- **Problem statement**: After finding the line that contains "Query: orange excavator" in the entries below, retype it and every following line precisely, the last included.
----- Given data -----
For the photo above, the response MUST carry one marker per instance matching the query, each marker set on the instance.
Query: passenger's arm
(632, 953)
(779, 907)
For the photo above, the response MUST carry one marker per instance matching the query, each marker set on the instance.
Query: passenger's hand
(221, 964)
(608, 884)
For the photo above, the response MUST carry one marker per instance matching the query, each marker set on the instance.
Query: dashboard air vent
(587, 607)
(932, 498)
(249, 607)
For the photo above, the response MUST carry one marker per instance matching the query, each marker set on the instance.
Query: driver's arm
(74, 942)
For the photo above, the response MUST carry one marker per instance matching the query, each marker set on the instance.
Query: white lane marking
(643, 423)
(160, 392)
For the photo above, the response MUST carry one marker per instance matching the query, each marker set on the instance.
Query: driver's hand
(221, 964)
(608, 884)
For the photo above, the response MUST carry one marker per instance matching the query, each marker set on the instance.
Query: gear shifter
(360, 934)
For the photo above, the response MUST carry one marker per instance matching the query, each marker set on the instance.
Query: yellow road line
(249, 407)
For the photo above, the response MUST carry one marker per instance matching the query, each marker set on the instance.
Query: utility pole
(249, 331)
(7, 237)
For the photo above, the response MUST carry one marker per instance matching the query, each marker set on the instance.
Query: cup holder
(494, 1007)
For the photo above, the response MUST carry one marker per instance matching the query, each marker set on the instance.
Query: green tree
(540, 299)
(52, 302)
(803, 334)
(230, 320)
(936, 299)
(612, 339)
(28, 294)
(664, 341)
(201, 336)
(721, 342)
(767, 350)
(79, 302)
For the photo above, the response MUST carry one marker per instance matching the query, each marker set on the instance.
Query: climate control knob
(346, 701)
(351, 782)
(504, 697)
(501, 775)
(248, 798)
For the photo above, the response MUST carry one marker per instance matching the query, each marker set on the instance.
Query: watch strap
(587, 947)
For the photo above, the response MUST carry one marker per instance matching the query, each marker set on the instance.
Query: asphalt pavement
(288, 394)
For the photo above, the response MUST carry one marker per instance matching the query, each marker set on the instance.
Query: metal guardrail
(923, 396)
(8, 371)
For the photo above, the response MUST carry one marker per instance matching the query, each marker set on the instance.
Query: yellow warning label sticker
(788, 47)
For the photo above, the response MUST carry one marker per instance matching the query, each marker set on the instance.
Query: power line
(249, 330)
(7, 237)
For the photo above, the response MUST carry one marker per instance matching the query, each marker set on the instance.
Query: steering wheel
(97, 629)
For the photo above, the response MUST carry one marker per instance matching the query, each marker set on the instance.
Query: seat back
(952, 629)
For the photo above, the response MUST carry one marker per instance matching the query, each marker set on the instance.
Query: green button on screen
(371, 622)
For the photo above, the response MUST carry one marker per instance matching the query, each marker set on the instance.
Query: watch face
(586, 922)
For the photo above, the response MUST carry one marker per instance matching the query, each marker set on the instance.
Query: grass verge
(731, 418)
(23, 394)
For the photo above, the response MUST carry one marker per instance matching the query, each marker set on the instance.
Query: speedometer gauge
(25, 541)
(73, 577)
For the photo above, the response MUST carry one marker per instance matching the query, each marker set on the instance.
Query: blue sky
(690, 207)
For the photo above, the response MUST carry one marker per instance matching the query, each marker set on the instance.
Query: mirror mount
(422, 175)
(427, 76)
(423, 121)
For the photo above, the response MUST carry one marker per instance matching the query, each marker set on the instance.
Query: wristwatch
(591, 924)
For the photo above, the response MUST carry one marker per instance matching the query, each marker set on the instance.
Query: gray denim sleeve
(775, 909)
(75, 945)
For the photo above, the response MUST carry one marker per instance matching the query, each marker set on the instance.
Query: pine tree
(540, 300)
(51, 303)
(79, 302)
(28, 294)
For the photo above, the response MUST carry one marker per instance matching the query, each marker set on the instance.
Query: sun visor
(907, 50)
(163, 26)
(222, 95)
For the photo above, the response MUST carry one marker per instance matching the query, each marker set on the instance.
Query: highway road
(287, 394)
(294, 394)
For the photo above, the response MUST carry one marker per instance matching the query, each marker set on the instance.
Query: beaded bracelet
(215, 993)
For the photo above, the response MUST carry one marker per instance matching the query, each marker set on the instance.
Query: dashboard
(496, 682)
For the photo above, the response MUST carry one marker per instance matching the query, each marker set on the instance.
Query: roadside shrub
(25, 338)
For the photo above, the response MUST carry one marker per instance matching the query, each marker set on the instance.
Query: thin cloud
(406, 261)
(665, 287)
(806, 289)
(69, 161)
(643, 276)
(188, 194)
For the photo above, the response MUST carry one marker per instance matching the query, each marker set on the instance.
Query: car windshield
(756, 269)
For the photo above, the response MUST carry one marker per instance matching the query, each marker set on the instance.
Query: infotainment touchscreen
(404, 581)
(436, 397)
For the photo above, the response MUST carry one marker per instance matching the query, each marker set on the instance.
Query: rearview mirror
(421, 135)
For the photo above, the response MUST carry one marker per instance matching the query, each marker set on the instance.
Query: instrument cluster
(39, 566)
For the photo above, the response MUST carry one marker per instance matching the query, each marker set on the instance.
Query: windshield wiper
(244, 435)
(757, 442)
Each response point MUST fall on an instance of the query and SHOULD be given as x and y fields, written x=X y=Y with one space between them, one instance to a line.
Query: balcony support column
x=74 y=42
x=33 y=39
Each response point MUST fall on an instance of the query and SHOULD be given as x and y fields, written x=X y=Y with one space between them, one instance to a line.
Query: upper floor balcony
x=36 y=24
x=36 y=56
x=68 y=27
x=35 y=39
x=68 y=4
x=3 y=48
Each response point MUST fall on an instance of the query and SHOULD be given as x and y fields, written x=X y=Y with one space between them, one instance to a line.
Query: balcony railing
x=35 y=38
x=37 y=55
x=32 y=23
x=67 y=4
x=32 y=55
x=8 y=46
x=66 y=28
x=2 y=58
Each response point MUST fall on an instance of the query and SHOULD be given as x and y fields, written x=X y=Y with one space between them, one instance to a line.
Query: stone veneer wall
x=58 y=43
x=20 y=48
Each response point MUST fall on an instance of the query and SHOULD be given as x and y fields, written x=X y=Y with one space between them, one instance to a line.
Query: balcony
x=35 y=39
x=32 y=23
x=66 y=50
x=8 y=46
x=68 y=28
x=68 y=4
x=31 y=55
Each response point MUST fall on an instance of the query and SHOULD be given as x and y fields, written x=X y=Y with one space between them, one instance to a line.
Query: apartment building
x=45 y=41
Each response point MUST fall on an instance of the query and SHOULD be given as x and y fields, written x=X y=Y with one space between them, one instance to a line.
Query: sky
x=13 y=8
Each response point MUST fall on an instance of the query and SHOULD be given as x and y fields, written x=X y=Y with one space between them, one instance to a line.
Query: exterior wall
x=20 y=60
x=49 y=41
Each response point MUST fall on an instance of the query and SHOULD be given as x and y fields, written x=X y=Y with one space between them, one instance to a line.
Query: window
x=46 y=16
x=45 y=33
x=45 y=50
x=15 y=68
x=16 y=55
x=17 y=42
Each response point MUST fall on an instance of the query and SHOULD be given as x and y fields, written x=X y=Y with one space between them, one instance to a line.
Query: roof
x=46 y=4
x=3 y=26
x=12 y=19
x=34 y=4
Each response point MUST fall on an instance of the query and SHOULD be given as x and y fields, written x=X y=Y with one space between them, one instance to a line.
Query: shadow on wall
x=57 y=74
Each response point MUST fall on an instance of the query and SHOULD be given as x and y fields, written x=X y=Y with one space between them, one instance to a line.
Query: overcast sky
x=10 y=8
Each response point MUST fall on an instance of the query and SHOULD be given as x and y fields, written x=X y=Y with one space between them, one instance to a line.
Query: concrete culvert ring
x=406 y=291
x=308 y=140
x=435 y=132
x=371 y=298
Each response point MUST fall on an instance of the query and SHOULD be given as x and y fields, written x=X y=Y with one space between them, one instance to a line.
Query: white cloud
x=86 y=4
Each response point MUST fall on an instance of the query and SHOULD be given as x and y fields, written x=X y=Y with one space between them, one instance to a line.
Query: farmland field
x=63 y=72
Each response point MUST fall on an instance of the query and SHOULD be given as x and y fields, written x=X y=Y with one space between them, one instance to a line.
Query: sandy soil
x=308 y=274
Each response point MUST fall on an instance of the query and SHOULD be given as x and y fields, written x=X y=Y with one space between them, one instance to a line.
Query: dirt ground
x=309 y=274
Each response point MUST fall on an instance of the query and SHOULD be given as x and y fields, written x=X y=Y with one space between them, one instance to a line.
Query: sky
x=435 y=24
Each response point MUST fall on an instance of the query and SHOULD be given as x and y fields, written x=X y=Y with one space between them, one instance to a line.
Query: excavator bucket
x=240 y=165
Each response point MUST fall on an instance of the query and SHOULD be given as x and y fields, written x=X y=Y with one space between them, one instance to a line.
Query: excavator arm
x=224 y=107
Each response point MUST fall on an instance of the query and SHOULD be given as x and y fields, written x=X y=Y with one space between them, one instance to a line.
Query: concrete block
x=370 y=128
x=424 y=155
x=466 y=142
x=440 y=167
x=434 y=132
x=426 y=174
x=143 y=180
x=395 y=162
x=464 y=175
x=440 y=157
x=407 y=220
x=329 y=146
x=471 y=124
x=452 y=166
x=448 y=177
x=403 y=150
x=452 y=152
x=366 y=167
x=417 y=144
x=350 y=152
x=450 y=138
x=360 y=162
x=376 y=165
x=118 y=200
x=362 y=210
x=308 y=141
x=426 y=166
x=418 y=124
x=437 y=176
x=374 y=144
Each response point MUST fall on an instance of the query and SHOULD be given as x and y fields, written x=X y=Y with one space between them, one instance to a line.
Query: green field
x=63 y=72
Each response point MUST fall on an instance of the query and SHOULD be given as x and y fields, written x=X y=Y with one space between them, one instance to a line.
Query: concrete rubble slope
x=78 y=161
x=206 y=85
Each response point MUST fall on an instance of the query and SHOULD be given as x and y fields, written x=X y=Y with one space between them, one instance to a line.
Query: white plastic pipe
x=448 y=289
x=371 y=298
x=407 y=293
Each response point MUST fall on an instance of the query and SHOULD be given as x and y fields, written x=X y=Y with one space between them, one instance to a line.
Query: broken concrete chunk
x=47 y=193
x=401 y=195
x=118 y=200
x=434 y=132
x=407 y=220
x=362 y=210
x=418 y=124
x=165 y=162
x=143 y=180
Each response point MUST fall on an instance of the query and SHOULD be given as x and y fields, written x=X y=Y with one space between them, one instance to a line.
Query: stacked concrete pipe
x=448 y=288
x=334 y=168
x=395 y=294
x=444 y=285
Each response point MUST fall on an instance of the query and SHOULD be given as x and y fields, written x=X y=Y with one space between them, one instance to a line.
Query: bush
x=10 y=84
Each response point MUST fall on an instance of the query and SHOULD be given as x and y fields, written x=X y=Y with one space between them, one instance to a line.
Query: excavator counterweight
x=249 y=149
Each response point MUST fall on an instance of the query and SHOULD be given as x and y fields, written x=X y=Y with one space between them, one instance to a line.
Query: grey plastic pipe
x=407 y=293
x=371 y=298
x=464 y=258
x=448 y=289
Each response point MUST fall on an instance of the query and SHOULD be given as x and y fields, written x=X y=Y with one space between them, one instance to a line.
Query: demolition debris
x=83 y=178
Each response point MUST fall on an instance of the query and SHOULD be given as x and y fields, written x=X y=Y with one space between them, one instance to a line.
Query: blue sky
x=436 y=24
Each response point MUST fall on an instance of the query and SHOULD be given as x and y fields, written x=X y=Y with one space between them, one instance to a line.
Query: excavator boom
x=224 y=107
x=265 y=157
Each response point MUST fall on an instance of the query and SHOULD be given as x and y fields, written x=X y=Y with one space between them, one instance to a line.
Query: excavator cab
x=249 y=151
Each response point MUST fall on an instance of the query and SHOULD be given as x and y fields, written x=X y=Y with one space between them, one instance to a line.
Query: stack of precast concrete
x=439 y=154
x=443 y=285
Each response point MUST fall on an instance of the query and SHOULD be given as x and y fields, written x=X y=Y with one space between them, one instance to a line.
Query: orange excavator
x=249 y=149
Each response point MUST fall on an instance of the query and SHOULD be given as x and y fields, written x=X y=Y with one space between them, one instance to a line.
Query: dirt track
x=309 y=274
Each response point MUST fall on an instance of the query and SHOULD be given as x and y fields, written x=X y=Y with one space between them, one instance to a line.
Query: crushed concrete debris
-----
- **Task answer**:
Query: orange excavator
x=249 y=149
Each response point MUST fall on an instance of the query and SHOULD be given as x and y fields, written x=X y=Y with one space between them, one instance to a line.
Query: dirt track
x=309 y=274
Each response point MUST fall on an instance of the query and SHOULD be given as x and y fields, written x=X y=Y with one space between them, one instance to a line.
Query: crushed concrete debris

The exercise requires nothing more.